- Source material -

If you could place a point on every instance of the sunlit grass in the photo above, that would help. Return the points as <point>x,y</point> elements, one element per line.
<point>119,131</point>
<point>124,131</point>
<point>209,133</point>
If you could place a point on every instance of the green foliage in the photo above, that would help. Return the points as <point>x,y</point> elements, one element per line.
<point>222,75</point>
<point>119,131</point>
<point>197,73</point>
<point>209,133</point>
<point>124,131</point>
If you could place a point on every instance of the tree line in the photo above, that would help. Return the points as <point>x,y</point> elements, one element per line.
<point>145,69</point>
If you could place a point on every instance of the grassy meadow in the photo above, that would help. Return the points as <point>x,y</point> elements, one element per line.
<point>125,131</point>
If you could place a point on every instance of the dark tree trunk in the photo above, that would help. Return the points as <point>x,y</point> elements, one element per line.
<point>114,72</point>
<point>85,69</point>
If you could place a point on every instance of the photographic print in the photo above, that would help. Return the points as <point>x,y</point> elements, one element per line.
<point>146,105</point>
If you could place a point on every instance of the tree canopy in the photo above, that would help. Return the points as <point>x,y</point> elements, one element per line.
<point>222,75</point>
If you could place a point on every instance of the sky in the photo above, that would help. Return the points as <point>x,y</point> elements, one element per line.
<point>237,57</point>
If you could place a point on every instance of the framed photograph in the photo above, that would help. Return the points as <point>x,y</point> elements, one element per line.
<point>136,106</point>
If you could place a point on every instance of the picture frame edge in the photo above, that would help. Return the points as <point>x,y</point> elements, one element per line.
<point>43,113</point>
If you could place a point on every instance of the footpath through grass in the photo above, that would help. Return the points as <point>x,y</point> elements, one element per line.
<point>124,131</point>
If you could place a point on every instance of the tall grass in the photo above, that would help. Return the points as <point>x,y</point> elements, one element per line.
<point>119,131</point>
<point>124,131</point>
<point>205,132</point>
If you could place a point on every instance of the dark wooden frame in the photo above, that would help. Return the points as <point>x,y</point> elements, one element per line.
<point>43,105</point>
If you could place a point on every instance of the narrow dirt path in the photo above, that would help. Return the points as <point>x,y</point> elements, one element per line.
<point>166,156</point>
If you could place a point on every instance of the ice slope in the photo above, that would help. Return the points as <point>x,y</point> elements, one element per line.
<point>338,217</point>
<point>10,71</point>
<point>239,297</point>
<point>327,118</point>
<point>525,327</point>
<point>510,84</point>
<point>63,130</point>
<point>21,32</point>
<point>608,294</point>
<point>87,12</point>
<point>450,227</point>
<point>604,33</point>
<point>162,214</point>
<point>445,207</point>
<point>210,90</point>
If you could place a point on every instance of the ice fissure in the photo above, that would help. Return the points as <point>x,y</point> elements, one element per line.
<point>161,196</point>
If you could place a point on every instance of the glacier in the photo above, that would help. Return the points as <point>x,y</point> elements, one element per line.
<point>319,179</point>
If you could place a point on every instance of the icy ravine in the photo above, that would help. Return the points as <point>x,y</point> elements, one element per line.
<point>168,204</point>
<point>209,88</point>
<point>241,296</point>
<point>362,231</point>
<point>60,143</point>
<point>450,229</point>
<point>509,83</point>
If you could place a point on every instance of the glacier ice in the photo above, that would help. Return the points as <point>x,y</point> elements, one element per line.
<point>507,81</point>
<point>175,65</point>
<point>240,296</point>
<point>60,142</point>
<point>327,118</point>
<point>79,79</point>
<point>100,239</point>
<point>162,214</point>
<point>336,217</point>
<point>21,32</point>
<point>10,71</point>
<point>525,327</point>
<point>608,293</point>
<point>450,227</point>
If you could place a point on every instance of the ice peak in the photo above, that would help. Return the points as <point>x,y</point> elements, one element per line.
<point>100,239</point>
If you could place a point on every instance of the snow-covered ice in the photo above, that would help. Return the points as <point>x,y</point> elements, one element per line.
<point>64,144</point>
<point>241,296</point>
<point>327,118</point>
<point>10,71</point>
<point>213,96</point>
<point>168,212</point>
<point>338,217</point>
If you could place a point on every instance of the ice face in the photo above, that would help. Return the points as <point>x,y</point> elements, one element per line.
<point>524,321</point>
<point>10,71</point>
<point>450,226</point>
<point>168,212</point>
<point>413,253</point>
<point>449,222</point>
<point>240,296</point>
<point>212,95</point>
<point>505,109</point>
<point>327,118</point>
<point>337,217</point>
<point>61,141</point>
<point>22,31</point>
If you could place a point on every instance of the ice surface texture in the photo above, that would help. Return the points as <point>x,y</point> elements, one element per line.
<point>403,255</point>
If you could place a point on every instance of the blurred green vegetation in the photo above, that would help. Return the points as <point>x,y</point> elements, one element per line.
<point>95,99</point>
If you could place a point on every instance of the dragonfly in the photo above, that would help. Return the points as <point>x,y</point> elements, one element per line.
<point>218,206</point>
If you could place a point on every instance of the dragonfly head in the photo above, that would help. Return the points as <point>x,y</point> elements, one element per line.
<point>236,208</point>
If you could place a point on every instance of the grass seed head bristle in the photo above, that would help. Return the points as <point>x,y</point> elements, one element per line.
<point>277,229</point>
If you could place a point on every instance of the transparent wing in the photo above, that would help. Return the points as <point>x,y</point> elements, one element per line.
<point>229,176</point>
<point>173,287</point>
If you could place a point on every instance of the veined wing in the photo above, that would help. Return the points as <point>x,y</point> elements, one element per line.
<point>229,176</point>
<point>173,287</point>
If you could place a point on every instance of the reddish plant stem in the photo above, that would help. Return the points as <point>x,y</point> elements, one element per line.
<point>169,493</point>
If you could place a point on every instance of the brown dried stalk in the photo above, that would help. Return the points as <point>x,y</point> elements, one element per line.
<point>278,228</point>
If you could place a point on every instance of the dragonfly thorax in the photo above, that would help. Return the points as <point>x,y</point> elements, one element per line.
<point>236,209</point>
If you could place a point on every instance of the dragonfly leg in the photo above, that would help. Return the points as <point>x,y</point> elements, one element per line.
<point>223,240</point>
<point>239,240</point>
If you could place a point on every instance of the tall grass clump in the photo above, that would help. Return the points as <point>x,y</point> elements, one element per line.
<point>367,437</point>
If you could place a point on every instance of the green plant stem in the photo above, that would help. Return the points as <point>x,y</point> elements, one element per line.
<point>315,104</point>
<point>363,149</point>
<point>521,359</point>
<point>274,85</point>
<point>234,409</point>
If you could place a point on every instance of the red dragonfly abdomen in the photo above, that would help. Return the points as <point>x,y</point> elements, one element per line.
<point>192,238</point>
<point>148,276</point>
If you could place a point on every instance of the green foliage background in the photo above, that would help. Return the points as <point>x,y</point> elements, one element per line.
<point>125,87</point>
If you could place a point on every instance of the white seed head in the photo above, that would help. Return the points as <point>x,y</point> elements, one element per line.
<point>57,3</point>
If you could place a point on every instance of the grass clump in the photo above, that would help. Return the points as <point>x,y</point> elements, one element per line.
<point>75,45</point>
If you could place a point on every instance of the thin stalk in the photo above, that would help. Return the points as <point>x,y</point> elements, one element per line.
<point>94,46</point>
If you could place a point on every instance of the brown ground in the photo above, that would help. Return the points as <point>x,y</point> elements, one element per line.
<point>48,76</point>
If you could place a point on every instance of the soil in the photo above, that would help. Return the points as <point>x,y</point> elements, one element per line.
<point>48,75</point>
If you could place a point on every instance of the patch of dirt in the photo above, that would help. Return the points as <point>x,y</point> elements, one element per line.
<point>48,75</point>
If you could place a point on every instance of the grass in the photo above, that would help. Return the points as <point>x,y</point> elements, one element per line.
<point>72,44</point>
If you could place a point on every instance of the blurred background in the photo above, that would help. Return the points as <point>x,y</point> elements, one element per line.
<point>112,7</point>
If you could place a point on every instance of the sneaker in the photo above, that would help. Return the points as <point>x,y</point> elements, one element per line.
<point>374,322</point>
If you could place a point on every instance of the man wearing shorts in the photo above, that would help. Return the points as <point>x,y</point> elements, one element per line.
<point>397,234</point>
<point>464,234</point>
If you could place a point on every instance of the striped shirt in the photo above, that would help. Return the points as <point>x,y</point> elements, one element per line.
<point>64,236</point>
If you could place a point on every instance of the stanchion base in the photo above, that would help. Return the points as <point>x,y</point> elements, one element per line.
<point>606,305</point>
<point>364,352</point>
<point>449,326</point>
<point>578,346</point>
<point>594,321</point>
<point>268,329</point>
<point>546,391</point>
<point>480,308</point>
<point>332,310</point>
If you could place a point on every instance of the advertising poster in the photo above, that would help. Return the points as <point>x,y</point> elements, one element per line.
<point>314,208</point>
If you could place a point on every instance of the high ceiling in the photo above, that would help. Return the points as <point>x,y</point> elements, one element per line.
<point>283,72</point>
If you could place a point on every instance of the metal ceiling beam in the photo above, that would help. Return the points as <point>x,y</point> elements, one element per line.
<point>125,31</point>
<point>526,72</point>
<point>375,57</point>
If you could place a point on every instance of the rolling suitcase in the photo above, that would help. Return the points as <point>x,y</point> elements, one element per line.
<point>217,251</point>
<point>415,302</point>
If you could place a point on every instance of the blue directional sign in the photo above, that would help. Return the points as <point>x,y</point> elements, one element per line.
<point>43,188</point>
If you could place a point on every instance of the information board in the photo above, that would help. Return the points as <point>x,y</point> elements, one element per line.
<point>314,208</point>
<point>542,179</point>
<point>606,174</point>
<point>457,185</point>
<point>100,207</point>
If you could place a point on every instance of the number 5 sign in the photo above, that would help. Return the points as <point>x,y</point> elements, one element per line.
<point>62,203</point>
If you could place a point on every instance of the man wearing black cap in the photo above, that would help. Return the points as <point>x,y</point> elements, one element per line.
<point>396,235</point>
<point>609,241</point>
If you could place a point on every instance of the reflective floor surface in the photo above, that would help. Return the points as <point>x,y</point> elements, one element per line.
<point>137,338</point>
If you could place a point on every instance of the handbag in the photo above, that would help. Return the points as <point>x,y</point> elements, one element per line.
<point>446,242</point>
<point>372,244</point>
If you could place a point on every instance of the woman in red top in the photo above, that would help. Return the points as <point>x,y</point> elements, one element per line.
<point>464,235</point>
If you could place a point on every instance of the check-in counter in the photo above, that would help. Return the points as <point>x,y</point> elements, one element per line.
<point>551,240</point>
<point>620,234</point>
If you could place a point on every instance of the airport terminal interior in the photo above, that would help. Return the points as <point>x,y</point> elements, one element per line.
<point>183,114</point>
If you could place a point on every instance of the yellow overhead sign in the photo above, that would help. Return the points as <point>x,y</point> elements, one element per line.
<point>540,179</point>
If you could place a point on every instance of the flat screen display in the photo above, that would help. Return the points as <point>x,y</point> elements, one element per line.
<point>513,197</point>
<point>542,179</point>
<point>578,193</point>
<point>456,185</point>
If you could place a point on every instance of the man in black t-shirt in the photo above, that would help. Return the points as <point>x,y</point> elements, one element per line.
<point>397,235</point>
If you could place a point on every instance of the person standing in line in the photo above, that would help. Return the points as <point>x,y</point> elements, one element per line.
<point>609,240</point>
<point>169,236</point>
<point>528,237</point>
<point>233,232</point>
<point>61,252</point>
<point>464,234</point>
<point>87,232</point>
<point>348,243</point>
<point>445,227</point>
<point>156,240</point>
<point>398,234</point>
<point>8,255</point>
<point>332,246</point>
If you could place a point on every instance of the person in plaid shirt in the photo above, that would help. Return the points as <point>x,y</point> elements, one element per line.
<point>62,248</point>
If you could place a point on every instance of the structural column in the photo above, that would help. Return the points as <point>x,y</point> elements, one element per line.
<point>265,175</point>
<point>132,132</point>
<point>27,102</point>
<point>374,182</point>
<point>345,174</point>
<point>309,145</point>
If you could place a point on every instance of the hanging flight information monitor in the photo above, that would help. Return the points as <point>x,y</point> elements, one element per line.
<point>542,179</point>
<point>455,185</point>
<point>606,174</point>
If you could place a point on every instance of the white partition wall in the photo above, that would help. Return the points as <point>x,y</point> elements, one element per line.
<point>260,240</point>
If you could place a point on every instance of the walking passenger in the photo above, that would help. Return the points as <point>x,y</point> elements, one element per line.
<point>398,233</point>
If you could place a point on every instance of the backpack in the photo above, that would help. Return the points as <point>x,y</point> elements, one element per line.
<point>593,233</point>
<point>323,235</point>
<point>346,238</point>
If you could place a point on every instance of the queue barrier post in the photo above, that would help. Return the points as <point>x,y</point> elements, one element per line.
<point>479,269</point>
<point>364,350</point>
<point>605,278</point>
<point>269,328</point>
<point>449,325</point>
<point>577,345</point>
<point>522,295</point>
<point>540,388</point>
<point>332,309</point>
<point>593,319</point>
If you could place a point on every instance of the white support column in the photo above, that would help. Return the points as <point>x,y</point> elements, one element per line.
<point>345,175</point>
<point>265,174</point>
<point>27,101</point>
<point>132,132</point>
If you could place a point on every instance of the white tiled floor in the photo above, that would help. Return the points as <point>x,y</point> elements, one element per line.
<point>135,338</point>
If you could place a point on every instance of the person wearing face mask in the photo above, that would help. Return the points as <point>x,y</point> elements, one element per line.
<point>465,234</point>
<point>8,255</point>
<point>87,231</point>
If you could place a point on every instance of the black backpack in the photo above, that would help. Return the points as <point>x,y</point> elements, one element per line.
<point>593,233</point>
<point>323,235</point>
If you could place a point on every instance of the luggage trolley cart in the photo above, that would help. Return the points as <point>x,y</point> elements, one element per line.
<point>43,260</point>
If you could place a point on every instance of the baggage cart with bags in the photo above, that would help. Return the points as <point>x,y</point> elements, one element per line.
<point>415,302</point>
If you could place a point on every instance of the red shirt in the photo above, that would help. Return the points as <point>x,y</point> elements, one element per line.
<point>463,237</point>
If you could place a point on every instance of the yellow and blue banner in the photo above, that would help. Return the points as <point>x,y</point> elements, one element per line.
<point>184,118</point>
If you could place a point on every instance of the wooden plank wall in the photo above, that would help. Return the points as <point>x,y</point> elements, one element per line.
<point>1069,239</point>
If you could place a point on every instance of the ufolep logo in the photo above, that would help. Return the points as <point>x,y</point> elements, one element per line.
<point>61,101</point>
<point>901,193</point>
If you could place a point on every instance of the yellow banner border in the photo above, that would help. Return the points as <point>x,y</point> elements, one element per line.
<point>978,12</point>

- Problem description -
Could you print, exactly and with nothing else, the lines from the one containing "of the baggage" through the last line of the records above?

- Output -
If you could place a point on every instance of the baggage cart with bags in the photo above, that would help. Return the points as <point>x,y</point> elements, one element per line.
<point>415,302</point>
If you could place a point on every instance of the red shirt in the photo above, that would help. Return the points as <point>x,y</point> elements, one element per line.
<point>463,237</point>
If you could place a point on every instance of the yellow and blue banner in the photo above, that would help. Return the points as <point>x,y</point> elements, one element per line.
<point>184,118</point>
If you could place a point on every instance of the wooden plank wall in the photo above, that would help. Return the points as <point>x,y</point> elements, one element per line.
<point>1069,239</point>
If you could place a point on every instance of the ufolep logo in the photo above, that would help. Return the points as <point>x,y</point> elements, one element per line.
<point>61,101</point>
<point>901,193</point>
If you could place a point on every instance of the yellow banner border in the photo above, that would help. Return the points as <point>x,y</point> elements, one element per line.
<point>978,12</point>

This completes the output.